Material supplied >>
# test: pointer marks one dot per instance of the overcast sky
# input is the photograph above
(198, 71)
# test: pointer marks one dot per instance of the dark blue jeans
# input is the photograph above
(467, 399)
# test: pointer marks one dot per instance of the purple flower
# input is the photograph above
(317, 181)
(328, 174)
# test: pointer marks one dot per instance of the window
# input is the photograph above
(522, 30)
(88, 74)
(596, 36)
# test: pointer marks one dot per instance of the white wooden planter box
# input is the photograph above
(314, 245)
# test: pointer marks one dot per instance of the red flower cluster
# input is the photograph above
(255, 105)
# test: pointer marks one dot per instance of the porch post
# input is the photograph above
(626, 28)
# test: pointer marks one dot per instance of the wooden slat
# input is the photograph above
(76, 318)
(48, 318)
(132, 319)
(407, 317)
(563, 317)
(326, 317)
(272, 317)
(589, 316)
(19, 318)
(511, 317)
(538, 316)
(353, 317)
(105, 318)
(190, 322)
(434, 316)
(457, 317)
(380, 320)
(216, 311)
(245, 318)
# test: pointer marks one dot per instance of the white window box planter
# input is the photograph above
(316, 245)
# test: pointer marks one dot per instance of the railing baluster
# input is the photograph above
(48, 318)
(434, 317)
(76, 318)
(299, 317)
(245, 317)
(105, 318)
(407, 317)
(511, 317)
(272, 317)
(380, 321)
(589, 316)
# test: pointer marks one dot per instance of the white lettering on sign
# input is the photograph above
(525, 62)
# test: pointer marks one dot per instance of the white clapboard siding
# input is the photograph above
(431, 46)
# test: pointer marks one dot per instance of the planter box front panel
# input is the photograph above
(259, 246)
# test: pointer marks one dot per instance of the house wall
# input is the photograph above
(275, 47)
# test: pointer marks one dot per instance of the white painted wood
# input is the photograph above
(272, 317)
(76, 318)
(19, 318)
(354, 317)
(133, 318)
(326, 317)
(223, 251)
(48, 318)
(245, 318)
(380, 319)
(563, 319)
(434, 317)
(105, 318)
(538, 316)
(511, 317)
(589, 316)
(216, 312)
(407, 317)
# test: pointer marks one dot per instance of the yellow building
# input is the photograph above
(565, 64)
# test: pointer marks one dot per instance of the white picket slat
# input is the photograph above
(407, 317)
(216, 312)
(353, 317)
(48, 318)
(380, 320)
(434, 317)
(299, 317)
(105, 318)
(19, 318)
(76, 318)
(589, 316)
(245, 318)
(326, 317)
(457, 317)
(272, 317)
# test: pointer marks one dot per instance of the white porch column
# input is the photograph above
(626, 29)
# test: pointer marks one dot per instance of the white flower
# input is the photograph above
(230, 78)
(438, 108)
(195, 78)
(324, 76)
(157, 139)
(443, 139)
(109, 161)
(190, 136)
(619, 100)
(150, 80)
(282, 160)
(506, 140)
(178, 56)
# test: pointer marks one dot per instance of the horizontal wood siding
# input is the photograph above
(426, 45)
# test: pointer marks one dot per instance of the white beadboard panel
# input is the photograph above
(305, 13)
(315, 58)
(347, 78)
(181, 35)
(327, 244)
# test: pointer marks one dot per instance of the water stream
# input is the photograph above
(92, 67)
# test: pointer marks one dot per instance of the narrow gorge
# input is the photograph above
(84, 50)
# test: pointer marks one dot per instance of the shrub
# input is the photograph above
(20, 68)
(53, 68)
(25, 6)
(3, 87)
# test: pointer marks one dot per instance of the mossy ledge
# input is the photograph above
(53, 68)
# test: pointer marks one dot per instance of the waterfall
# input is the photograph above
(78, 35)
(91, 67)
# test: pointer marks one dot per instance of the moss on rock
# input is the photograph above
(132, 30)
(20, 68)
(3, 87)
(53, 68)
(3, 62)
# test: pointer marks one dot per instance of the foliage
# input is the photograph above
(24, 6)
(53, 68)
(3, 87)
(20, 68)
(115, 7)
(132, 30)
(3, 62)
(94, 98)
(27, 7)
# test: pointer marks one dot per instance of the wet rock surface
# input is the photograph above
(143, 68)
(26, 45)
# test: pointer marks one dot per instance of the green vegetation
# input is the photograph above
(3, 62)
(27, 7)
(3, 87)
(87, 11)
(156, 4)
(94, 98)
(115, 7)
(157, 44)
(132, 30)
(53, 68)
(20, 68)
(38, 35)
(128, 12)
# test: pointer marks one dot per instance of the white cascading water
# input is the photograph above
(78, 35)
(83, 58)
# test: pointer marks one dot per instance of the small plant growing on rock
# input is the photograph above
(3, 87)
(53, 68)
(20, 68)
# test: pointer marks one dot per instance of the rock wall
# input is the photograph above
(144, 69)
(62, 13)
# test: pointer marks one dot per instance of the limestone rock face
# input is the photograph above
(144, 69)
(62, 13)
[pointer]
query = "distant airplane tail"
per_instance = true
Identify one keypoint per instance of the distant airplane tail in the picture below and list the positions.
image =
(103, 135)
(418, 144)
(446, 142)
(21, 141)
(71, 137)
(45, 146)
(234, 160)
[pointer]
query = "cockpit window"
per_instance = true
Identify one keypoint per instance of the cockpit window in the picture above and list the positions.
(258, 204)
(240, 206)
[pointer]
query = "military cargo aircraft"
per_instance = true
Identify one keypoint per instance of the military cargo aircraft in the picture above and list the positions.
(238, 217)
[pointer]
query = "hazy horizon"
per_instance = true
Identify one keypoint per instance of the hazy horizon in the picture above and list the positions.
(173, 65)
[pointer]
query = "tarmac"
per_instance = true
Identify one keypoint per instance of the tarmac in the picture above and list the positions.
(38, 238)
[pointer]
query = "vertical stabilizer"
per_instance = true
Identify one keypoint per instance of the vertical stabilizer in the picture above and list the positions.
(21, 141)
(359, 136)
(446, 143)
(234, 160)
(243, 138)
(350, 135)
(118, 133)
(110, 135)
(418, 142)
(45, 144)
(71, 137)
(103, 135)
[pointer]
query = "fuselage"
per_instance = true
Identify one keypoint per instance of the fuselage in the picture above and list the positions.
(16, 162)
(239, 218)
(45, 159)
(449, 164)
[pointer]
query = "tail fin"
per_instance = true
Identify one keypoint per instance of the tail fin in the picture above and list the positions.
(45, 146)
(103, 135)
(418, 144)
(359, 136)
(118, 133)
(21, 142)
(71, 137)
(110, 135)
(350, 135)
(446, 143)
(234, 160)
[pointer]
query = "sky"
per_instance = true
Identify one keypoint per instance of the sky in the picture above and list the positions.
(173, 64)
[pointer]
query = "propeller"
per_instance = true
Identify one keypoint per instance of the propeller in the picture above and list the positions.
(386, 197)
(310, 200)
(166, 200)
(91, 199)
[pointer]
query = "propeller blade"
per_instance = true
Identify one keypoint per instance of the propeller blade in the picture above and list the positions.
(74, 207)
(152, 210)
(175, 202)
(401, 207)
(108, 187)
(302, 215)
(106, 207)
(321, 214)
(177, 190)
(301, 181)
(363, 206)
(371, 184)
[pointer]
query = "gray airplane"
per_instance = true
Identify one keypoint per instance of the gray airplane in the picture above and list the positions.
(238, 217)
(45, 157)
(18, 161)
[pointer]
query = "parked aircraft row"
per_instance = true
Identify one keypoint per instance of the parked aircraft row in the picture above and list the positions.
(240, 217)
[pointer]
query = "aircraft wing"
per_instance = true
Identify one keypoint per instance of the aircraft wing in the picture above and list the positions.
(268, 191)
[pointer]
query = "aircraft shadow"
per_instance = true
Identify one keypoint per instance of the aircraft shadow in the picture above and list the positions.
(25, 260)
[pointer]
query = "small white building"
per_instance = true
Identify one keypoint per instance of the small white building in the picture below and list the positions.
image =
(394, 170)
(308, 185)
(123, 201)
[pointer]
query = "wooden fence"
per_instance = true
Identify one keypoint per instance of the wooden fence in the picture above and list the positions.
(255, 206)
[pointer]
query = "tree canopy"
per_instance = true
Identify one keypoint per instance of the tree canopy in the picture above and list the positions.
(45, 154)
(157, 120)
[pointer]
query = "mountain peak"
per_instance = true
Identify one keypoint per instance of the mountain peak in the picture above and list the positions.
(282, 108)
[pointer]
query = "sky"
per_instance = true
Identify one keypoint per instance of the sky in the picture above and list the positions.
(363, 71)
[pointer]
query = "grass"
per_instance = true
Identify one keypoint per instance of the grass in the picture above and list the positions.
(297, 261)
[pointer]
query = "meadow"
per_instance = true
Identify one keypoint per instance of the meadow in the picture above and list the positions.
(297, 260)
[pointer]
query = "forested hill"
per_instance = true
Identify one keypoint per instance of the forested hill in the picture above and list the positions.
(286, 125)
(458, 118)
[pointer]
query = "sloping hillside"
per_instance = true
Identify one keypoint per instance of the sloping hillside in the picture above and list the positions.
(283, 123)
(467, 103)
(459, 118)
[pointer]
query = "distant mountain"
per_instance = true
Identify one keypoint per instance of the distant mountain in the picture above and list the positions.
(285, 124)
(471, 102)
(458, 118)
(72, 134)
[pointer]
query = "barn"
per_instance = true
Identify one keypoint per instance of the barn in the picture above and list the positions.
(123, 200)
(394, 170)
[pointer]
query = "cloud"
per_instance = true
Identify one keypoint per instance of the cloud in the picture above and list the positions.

Your task >>
Set down only the lines from the line with "Identify one keypoint per instance of the small" through the last line of the data above, keeping both the first and the last.

Result for this task >>
Identify one keypoint per instance of the small white building in the picture below and list the positions.
image =
(394, 170)
(308, 185)
(123, 201)
[pointer]
query = "wooden fence"
per_instance = true
Identify one keypoint per instance of the wooden fence in the picture above and list the positions.
(255, 206)
[pointer]
query = "tree canopy"
per_instance = true
Identify one keypoint per instance of the tree canopy in the picture above and list the positions.
(45, 154)
(157, 120)
[pointer]
query = "mountain peak"
per_instance = true
Identify one keypoint per instance of the mountain peak in the picture above and list the positions.
(282, 108)
[pointer]
query = "sky"
per_instance = true
Identify one keypoint per instance of the sky in the picture above and list the positions.
(363, 71)
[pointer]
query = "grass"
per_instance = true
Identify one keypoint per instance of the grass in the picture above and list the positions.
(297, 261)
[pointer]
query = "meadow"
per_instance = true
Identify one keypoint per instance of the meadow in the picture above and list the positions.
(297, 260)
[pointer]
query = "forested hill"
per_instance = true
Identify one keypoint per instance of the forested hill in the picture above and list the positions.
(286, 125)
(458, 118)
[pointer]
query = "sloping hillside"
per_instance = true
Identify one keypoint per instance of the sloping hillside in the picture above and list the positions.
(283, 123)
(467, 103)
(459, 118)
[pointer]
query = "distant mountain"
per_instance = true
Identify one keypoint per instance of the distant mountain in the picture above and list the positions.
(285, 124)
(471, 102)
(458, 118)
(72, 134)
[pointer]
query = "barn"
per_instance = true
Identify one keypoint per instance of the barn in the picture above and list the positions.
(123, 200)
(394, 170)
[pointer]
query = "cloud"
per_instance = true
Identify one keypoint per instance of the cloud in the picture above and list the positions.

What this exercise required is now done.